*** Opening Provided text ***

Expectant mother Mandy Flynn recalls the desperate struggle to find an open seat before she fainted inside a LRT car.
It was a hot-and-sticky ride through downtown with rush-hour commuters piled into the CTrain vehicle. Despite being visibly pregnant and increasingly woozy, Flynn says she was ignored.
“I went to go ask a girl to move out of her seat for me and just never made it,” she said.
It was a frightening ordeal that required medical help, and it also spurred a major service disruption.
But it’s not only time she’s questioned whether chivalry exists on the city’s public transportation system. She’s just been too “chicken” to talk about it.
Now — even closer to her due date — the Calgary mother decided Monday to speak out against what she describes as a daily plight.
“Nobody wants to be the outspoken one,” she said Monday. “You don’t want to be the one person out of 50 on the train that sits there and says: ‘Hey, can you move?’
“I don’t feel that’s something I should have to do when there’s priority seating available.”

*** Closing Provided text ***
*** Opening Excerpted records ***

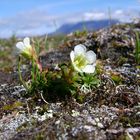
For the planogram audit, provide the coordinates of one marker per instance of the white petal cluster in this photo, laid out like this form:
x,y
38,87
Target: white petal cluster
x,y
83,60
24,47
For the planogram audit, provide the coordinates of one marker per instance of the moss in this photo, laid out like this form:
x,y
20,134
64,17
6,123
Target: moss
x,y
16,104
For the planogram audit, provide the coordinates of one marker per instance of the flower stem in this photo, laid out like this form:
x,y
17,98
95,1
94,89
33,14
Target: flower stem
x,y
20,75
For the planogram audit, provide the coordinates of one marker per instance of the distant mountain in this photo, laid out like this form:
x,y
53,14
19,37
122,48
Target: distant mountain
x,y
88,25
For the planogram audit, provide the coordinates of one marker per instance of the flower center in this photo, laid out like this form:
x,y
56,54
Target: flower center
x,y
80,61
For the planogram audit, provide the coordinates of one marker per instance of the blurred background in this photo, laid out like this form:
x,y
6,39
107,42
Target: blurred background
x,y
39,17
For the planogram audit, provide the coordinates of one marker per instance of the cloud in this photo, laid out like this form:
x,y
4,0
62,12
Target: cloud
x,y
40,21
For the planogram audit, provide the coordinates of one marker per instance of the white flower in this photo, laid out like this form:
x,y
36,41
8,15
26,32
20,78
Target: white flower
x,y
83,60
25,48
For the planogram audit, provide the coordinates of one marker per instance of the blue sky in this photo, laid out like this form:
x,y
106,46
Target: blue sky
x,y
36,17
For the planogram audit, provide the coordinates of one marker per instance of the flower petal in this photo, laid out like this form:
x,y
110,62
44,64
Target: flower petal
x,y
91,57
89,69
72,56
20,46
26,41
76,68
80,49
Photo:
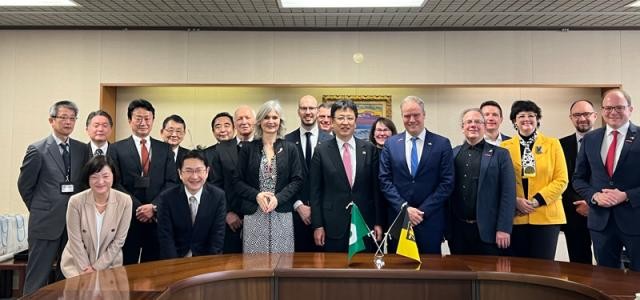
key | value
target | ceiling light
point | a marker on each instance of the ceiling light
(350, 3)
(634, 4)
(37, 3)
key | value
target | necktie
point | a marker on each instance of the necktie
(346, 161)
(414, 156)
(307, 149)
(193, 205)
(144, 157)
(611, 154)
(66, 158)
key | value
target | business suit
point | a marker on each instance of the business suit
(427, 191)
(304, 233)
(177, 235)
(495, 203)
(41, 174)
(550, 181)
(80, 251)
(162, 175)
(575, 231)
(330, 191)
(611, 227)
(223, 160)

*** Closing Excerpted records ***

**Work instruction 1:**
Answer these questions using the article about the pregnant CTrain commuter:
(a) What was Flynn going to ask a girl to do when she fainted?
(b) What word does Flynn use to describe herself for not talking about it before?
(c) On what day did she decide to speak out?
**Work instruction 2:** From the article about the pregnant CTrain commuter, extract the passage between "But it’s not" and "talk about it.", inclusive.
**Work instruction 3:** Write what comes next in the article about the pregnant CTrain commuter, picking up after its last sentence.
The rows are separate material and are not part of the article about the pregnant CTrain commuter.

**Response box 1:**
(a) Move out of her seat for her.
(b) "Chicken."
(c) Monday.

**Response box 2:**
But it’s not only time she’s questioned whether chivalry exists on the city’s public transportation system. She’s just been too “chicken” to talk about it.

**Response box 3:**
Maria Doll agrees.
Doll, a certified etiquette expert at Leadership Matters, attributed an apparent decline in decency to an overall dependency on handheld gadgets — which is particularly true for transit users looking to kill time.
“It’s a basic situational awareness that I find is really lacking,” she said.
“The main culprit of that tends to be our smart-phones.”
In June 2013, Calgary Transit launched a year-long etiquette campaign in which life-sized cartoon characters were plastered on buses to remind people of basic manners.